▶ What the exercise asks
Find "x=257, y=782" in the material below, then copy that line and every subsequent line to the end, exactly.

*** Opening Records provided ***

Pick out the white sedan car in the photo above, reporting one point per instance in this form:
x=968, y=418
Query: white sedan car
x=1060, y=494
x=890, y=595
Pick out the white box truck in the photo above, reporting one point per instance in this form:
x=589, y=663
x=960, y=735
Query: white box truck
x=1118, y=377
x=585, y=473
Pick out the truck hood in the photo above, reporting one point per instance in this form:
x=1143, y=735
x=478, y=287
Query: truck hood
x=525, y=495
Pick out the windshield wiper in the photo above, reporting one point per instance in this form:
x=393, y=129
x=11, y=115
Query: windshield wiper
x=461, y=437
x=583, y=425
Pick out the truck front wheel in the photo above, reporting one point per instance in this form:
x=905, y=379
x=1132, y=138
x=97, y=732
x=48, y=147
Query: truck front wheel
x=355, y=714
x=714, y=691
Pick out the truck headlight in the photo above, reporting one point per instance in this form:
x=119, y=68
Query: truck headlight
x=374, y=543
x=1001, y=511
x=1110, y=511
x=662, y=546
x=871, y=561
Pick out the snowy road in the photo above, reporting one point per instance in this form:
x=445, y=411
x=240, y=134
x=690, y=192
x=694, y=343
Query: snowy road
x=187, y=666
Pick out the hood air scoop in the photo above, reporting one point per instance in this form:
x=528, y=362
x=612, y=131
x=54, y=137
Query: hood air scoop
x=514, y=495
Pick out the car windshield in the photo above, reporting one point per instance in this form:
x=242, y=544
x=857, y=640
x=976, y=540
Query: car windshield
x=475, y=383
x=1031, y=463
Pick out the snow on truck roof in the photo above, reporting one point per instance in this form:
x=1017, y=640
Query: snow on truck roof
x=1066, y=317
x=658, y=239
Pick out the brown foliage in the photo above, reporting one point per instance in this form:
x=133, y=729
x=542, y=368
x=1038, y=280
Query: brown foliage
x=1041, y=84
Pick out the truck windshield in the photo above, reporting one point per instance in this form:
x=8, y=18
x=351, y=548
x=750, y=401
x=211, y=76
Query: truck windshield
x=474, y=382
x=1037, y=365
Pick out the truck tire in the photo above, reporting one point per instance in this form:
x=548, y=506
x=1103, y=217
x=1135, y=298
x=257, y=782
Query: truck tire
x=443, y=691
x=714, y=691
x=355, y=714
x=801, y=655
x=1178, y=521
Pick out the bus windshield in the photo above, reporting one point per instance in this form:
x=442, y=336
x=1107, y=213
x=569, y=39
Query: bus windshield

*** Closing Records provided ***

▶ Result of the task
x=257, y=782
Query: truck tire
x=443, y=691
x=714, y=691
x=355, y=714
x=801, y=655
x=1178, y=521
Pick out the bus windshield in the photo above, reporting one point per instance in this form:
x=442, y=336
x=1107, y=213
x=569, y=39
Query: bus windshield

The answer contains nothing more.